*Fragment*:
══════

Bij besluit van 19 juli 2010 hebben Gedeputeerde Staten aan De Rivierendriesprong de op 21 december 2009 aangevraagde oprichtingsvergunning verleend onder andere voor het inpandig breken van puin, conform aanvraag.
Aanvraag (revisievergunning) voor puinbreken in open lucht geweigerd
2.19.
Op 30 september 2010 heeft De Rivierendriesprong bij Gedeputeerde Staten een aanvraag ingediend voor een revisievergunning voor (onder andere) het naar buiten verplaatsen van de puinbreker, de uitbreiding van de inrichting met een betoncentrale en uitbreiding van het hallencomplex. Na verlenging van de beslistermijn hebben Gedeputeerde Staten op 9 juni 2011 De Rivierendriesprong een ontwerpbeschikking tot weigering van de gevraagde vergunning gestuurd. Bij besluit van 20 oktober 2011 hebben Gedeputeerde Staten de gevraagde vergunning geweigerd. Het daartegen ingestelde beroep heeft de Afdeling bij uitspraak van 5 februari 2014 ongegrond verklaard.
Aanvragen omgevingsvergunning en handhaving puinbreken in open lucht oktober 2012 – september 2013
2.20.
Op 1 oktober 2012 heeft De Rivierendriesprong een aanvraag om een omgevingsvergunning bij B&W ingediend voor het incidenteel breken van puin in de open lucht.
2.21.
Bij besluit van 30 november 2012 heeft de Omgevingsdienst namens Gedeputeerde Staten De Rivierendriesprong, [bedrijf] Beheer en [bedrijf] onder oplegging van dwangsommen gelast het breken van puin in de open lucht te beëindigen en beëindigd te houden. Bij besluit van 11 juli 2013 hebben Gedeputeerde Staten het tegen het besluit van 30 november 2012 gemaakte bezwaar ongegrond verklaard.

══════

*Verzamelde regels*:
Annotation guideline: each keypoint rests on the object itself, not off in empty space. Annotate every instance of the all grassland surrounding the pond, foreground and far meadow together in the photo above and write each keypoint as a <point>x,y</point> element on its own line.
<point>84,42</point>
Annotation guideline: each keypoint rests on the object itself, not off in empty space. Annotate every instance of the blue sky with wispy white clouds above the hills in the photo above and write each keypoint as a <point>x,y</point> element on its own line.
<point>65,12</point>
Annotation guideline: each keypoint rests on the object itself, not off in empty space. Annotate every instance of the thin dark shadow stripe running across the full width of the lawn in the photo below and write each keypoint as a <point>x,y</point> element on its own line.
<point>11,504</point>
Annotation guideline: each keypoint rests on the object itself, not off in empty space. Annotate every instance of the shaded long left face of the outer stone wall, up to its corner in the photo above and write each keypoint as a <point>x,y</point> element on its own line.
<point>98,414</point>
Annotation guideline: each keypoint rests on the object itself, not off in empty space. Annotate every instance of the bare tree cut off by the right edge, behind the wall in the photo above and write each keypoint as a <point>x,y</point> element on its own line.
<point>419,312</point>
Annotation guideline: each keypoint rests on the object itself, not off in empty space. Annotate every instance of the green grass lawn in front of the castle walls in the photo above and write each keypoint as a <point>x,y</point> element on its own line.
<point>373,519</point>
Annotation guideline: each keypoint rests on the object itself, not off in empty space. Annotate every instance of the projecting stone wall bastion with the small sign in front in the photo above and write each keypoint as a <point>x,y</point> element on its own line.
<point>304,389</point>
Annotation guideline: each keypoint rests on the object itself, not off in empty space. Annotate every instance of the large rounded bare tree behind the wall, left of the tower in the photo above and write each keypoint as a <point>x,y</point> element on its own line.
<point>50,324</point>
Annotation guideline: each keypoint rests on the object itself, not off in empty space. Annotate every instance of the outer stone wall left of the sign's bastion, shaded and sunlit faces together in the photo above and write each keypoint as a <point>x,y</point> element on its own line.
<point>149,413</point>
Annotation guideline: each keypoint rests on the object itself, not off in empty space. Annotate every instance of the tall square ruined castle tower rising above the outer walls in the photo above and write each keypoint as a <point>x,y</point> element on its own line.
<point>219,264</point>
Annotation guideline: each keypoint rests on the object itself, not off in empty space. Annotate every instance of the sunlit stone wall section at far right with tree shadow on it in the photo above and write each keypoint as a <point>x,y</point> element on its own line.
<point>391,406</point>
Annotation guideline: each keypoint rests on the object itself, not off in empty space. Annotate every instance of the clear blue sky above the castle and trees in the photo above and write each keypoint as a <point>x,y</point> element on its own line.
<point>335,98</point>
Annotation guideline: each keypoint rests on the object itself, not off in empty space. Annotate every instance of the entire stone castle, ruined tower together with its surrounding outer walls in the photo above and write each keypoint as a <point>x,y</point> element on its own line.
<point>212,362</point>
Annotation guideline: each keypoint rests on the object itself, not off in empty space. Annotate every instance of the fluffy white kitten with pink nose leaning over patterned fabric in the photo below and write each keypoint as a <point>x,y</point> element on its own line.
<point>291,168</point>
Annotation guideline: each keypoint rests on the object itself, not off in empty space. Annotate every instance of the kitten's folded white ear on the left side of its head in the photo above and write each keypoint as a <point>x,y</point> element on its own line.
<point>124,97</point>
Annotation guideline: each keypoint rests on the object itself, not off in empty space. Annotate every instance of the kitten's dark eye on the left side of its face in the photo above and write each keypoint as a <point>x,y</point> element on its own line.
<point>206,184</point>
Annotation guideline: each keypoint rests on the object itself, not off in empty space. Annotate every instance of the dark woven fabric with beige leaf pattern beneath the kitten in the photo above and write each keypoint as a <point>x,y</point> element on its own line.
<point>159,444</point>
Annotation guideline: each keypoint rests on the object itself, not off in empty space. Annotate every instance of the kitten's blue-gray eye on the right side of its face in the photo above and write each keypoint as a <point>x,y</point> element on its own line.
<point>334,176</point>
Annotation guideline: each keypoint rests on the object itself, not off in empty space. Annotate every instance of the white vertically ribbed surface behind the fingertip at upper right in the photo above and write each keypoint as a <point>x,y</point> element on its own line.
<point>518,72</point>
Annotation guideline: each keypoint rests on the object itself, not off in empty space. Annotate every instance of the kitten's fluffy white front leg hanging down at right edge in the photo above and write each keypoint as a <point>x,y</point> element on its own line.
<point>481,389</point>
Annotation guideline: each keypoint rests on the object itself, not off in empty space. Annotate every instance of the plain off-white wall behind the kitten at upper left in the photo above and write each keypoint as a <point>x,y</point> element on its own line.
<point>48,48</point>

══════

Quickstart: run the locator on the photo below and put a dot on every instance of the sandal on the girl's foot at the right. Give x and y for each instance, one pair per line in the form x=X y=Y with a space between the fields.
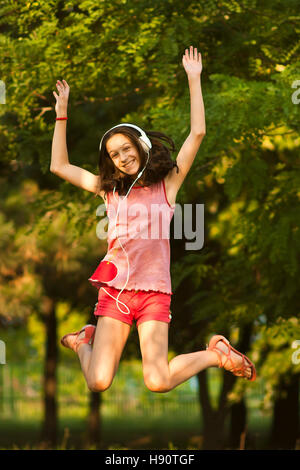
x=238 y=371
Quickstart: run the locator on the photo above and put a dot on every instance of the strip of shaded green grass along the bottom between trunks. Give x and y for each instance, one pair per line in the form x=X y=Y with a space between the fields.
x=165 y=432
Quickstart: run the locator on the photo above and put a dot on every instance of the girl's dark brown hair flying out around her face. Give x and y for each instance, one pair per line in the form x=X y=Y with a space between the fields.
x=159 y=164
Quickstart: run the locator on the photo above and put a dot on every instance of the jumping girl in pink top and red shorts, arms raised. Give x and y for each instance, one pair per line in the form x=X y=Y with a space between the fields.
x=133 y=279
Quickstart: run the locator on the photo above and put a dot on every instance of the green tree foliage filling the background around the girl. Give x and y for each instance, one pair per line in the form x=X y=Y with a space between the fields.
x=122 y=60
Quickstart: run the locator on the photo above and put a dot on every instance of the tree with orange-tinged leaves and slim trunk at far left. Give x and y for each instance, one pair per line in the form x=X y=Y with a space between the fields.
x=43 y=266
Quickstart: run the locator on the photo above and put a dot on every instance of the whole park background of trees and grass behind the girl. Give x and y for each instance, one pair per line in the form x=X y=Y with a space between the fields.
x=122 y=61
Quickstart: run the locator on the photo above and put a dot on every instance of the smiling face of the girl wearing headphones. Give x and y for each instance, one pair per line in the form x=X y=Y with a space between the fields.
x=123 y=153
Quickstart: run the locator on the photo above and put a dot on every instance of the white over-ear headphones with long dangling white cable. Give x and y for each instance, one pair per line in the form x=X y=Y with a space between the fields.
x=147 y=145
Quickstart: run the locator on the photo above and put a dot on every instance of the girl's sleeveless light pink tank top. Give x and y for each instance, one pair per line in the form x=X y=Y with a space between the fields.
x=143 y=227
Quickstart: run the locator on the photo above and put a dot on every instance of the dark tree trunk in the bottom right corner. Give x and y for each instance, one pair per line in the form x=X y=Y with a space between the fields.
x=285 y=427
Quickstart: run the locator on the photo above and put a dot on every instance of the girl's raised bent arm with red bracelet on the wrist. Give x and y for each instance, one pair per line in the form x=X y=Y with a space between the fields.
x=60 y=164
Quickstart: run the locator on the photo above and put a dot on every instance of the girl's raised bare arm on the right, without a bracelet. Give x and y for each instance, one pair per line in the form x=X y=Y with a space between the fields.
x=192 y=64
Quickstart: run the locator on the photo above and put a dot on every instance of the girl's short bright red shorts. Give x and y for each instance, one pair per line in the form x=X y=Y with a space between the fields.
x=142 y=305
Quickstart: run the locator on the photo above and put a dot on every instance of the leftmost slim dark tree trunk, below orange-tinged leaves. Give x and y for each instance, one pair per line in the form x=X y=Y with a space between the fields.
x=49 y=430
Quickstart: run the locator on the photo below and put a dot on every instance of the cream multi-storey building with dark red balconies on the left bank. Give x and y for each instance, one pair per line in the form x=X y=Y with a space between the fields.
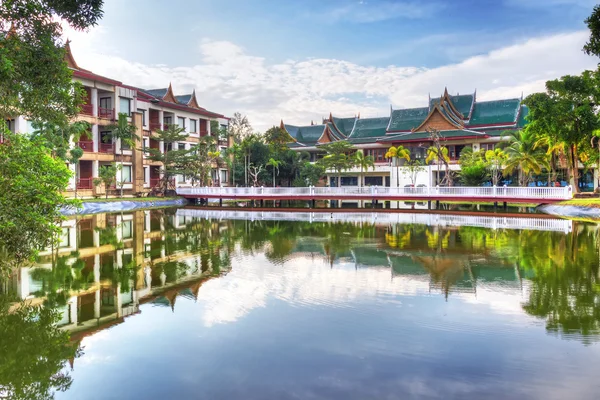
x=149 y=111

══════

*Opdracht*: Schrijf het fragment over de vergunningen voor het puinbreken van De Rivierendriesprong volledig en woord voor woord over. De regels vormen afzonderlijk materiaal en horen niet bij het fragment.

*Uitwerking*:
Bij besluit van 19 juli 2010 hebben Gedeputeerde Staten aan De Rivierendriesprong de op 21 december 2009 aangevraagde oprichtingsvergunning verleend onder andere voor het inpandig breken van puin, conform aanvraag.
Aanvraag (revisievergunning) voor puinbreken in open lucht geweigerd
2.19.
Op 30 september 2010 heeft De Rivierendriesprong bij Gedeputeerde Staten een aanvraag ingediend voor een revisievergunning voor (onder andere) het naar buiten verplaatsen van de puinbreker, de uitbreiding van de inrichting met een betoncentrale en uitbreiding van het hallencomplex. Na verlenging van de beslistermijn hebben Gedeputeerde Staten op 9 juni 2011 De Rivierendriesprong een ontwerpbeschikking tot weigering van de gevraagde vergunning gestuurd. Bij besluit van 20 oktober 2011 hebben Gedeputeerde Staten de gevraagde vergunning geweigerd. Het daartegen ingestelde beroep heeft de Afdeling bij uitspraak van 5 februari 2014 ongegrond verklaard.
Aanvragen omgevingsvergunning en handhaving puinbreken in open lucht oktober 2012 – september 2013
2.20.
Op 1 oktober 2012 heeft De Rivierendriesprong een aanvraag om een omgevingsvergunning bij B&W ingediend voor het incidenteel breken van puin in de open lucht.
2.21.
Bij besluit van 30 november 2012 heeft de Omgevingsdienst namens Gedeputeerde Staten De Rivierendriesprong, [bedrijf] Beheer en [bedrijf] onder oplegging van dwangsommen gelast het breken van puin in de open lucht te beëindigen en beëindigd te houden. Bij besluit van 11 juli 2013 hebben Gedeputeerde Staten het tegen het besluit van 30 november 2012 gemaakte bezwaar ongegrond verklaard.